Requirements: Find the line that contains "Could you point out the rolling hill". Repeat that line and all lines following it, exactly, through the end of the listing below.

Entries from a pointing dataset
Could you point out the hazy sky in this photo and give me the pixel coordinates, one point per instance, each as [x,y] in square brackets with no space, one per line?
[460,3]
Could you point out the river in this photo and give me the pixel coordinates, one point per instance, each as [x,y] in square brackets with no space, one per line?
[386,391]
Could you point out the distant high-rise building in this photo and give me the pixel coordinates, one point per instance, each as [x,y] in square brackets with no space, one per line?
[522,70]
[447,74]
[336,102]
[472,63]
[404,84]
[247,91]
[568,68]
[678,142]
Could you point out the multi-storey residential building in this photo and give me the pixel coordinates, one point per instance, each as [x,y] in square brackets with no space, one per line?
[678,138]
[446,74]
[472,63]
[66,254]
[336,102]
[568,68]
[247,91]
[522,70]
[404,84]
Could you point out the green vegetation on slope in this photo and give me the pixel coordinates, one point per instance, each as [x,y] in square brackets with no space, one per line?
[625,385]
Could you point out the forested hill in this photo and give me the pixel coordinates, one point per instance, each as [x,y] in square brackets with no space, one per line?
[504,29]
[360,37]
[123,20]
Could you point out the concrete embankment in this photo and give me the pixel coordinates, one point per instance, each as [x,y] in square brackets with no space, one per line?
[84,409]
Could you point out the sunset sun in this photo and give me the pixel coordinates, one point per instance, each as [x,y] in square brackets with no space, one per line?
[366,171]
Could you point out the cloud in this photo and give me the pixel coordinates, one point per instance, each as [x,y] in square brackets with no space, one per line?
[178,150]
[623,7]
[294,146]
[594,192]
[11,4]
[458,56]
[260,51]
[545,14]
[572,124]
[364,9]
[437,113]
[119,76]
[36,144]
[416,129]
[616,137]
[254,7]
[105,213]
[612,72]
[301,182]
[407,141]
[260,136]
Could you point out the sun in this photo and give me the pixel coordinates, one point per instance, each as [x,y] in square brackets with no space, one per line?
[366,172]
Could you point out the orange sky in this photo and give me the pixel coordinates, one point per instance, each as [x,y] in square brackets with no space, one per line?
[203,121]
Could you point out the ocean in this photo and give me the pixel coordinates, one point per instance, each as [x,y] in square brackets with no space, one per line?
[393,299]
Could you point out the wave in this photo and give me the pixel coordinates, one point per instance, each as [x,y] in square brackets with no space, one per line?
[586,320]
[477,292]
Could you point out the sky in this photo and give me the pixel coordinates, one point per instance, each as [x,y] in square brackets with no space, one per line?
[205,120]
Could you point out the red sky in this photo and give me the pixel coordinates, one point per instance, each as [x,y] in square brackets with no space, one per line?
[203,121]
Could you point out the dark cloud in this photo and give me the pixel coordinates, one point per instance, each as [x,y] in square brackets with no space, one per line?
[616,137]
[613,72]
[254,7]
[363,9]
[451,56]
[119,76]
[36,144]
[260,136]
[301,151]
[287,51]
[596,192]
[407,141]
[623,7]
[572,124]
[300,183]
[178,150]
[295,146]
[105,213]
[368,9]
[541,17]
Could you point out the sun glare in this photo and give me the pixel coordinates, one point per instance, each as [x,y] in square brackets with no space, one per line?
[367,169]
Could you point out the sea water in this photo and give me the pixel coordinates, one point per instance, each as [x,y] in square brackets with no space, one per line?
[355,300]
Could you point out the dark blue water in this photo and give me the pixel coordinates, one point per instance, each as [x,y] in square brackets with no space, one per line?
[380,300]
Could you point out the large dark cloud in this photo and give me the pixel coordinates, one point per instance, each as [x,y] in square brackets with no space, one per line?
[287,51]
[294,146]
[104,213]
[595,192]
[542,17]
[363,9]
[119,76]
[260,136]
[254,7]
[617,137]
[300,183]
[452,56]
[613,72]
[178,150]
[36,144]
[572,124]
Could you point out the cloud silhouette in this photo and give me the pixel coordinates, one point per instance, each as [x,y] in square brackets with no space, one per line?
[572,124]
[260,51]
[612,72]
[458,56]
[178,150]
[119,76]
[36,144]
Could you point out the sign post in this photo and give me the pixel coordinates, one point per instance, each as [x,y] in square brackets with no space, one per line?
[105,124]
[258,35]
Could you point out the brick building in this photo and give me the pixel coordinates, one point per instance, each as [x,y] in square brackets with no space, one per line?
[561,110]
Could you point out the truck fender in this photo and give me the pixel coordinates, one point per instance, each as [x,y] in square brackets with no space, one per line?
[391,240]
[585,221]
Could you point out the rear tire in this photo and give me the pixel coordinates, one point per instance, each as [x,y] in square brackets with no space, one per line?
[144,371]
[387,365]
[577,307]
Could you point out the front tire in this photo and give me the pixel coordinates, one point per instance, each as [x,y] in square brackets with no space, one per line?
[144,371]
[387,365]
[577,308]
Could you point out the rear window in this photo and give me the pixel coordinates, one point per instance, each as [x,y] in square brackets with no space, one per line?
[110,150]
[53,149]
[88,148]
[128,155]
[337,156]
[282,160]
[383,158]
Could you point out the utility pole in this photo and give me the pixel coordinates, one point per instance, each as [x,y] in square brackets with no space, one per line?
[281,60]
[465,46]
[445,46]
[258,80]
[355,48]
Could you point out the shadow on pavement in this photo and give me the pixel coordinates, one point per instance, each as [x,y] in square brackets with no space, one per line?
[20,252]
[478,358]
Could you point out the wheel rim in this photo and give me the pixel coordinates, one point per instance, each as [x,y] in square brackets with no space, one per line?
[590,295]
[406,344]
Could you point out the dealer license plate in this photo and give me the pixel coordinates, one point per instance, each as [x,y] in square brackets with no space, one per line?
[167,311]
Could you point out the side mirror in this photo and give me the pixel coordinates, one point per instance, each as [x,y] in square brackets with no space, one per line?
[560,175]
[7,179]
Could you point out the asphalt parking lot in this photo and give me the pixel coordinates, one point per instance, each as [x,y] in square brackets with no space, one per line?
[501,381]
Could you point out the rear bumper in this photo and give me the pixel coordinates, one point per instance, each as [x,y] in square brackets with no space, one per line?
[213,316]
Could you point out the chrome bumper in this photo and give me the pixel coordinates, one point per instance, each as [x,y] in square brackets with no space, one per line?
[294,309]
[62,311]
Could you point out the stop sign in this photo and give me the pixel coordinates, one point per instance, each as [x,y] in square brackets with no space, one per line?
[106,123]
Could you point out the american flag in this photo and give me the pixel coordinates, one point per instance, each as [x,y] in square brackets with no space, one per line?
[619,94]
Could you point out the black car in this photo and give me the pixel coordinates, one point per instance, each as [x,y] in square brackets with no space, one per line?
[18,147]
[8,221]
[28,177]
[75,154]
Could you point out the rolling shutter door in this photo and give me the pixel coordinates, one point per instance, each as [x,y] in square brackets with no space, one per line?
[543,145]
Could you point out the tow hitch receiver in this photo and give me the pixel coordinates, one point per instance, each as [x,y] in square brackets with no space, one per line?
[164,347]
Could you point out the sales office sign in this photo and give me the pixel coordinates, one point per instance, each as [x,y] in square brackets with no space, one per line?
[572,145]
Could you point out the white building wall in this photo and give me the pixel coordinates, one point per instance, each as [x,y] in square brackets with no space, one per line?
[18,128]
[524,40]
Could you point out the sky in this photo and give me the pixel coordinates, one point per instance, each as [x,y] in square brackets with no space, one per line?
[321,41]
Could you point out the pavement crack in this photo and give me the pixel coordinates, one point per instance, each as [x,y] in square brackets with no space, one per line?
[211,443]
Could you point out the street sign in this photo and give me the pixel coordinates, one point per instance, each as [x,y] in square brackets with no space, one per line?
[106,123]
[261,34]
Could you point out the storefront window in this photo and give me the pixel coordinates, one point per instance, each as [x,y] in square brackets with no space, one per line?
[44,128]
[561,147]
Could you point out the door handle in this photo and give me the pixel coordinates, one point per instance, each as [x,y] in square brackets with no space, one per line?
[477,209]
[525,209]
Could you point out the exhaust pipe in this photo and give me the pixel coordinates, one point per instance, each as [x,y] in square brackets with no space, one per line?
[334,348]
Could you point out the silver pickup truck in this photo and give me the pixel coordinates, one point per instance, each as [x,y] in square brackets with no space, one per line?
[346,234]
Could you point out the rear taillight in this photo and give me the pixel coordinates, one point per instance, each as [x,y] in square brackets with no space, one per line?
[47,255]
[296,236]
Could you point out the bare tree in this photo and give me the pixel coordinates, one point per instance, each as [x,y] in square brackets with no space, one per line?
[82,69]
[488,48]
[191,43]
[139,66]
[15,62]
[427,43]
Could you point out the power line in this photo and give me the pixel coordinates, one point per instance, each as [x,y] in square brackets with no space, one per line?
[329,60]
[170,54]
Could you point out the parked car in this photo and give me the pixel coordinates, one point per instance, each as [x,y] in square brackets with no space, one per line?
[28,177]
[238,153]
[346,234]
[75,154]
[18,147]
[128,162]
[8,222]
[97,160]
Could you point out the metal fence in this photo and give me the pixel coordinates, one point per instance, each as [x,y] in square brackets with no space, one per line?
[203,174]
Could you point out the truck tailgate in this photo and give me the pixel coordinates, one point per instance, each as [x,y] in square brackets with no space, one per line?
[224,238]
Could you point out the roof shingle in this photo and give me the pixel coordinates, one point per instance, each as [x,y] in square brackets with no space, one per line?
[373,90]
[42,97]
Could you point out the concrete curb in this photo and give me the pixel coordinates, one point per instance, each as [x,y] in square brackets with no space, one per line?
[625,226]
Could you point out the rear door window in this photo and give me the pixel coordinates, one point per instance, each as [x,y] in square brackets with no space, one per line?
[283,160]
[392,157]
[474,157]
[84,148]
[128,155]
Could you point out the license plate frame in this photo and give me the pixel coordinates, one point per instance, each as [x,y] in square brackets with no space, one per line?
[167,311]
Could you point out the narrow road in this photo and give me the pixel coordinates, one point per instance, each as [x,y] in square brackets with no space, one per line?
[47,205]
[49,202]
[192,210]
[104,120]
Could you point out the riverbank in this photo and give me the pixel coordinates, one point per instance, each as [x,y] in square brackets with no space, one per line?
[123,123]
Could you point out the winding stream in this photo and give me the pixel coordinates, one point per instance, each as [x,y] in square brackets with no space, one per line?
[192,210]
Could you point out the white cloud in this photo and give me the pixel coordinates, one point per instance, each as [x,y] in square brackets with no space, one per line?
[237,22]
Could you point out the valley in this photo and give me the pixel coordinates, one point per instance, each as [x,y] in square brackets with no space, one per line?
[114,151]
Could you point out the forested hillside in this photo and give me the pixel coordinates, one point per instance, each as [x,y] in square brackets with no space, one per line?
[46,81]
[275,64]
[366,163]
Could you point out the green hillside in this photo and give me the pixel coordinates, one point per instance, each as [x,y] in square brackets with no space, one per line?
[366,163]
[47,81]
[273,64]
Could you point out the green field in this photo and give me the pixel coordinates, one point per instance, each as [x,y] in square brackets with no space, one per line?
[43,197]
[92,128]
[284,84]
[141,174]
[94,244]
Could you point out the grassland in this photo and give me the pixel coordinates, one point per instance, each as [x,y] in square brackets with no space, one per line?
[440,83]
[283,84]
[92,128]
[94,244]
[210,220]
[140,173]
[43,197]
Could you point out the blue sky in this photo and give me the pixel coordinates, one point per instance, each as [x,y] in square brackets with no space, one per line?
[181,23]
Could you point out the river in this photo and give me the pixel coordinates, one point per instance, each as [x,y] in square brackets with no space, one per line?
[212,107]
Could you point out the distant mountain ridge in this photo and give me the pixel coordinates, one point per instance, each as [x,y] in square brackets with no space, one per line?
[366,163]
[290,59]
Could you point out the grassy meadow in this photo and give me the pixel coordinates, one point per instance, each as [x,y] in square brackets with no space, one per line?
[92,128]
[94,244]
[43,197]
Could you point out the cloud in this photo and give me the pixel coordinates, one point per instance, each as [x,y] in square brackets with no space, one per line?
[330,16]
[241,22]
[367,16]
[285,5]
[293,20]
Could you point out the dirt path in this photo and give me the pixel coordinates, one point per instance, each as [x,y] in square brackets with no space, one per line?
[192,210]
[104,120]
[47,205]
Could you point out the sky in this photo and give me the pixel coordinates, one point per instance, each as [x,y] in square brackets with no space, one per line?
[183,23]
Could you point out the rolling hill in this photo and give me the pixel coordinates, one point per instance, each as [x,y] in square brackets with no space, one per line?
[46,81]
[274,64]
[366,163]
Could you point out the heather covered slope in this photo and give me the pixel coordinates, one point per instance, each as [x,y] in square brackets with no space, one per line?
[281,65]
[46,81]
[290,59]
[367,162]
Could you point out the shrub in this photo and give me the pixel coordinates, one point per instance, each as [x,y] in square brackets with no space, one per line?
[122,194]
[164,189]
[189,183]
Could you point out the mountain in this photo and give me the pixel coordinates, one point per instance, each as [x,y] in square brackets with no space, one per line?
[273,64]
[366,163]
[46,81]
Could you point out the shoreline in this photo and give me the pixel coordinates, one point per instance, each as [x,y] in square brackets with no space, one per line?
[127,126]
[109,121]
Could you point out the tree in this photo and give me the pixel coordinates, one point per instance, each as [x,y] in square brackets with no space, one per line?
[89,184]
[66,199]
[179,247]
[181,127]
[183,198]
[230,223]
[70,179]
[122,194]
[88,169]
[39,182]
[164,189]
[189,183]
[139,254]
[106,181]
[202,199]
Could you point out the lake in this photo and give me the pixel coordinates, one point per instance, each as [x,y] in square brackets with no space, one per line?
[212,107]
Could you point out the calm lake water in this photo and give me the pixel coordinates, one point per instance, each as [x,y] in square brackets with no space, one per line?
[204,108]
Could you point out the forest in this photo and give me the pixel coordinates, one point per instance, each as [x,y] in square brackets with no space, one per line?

Completed task:
Could you point out the rolling hill in this photo and give me the pixel coordinates, one point per instance, each as [x,y] in square brackets with no space, one per line?
[46,81]
[274,64]
[366,163]
Could you point out the heather covered slope in this photo and give me the pixel coordinates, one point per instance, each as [x,y] in square brackets with no space, one per line?
[281,65]
[46,81]
[290,59]
[367,162]
Could you point out the shrub in this photo and give me the pixel coordinates, one point per instance, each as [x,y] in square brackets with no space, one per line?
[122,194]
[164,189]
[189,183]
Could you point out the mountain in this photo and give me the pixel coordinates, one point per instance, each as [x,y] in square brackets with no space, one per line?
[273,64]
[366,163]
[46,81]
Could you point out the shoreline in this photo and give me the pixel coordinates, one point per instance, each as [x,y] in square brackets with no space, one per line?
[127,126]
[109,121]
Could you point out the tree in this photo and give me the pixel coordinates, one point per instance, each as [x,y] in square brackets with no space, one per line?
[89,184]
[66,199]
[179,247]
[181,127]
[183,198]
[230,223]
[70,179]
[122,194]
[88,169]
[39,182]
[164,189]
[189,183]
[139,254]
[106,181]
[202,199]
Could you point out the lake in this photo and give me the pixel coordinates, one point per instance, each as [x,y] in square brackets with no space, one per line?
[212,107]
Could you point out the calm lake water in this photo and give me the pixel coordinates, one point per instance, each as [x,y] in square brackets with no space, one per line?
[204,108]
Could you point out the forest in this photo and give me the pixel coordinates, one point per instance, each as [x,y] in square brackets with no space, one per line?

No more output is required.